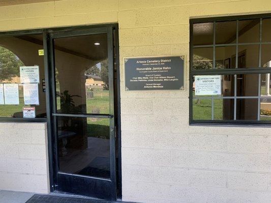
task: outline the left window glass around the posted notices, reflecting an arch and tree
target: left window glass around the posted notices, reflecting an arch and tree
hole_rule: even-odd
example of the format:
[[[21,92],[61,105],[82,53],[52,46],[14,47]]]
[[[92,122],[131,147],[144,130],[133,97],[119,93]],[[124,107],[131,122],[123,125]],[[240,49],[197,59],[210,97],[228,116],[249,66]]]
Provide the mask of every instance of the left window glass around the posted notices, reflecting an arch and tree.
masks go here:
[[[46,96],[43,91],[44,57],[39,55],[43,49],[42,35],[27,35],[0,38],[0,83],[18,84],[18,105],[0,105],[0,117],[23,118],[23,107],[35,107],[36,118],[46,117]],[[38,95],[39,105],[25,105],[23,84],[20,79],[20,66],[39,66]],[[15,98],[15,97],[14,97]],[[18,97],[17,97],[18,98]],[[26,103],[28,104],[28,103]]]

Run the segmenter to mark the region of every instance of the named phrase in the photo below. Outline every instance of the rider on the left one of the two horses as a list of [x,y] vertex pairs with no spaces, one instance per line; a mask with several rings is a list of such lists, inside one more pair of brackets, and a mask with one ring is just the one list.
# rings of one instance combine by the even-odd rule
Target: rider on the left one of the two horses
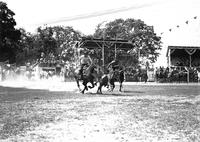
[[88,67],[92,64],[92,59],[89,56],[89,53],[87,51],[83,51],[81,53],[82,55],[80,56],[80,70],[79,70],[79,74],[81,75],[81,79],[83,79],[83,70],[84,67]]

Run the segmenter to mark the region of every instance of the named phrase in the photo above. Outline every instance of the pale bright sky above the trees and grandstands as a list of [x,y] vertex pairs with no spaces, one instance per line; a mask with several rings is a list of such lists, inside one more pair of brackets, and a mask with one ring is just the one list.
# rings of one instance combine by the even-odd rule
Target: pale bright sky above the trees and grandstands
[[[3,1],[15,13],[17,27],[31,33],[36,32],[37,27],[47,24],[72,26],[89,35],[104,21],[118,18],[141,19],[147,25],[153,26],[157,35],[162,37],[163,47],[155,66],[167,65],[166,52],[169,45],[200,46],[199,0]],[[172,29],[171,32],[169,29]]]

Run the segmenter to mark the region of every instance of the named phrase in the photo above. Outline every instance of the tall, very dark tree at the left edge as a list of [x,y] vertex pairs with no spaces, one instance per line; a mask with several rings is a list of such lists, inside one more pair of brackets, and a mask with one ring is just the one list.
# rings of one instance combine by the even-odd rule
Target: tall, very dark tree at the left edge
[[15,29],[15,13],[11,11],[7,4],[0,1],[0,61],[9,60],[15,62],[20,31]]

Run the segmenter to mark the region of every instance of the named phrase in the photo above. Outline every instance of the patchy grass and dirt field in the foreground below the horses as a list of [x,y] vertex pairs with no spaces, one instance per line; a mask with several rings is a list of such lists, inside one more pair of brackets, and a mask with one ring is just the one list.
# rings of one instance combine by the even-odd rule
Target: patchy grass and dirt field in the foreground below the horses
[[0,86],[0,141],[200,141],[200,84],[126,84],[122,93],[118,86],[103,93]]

__________________________________________________

Task statement
Could you give the number of lines in the data above that contain the string "glass", with no other words?

Result for this exercise
3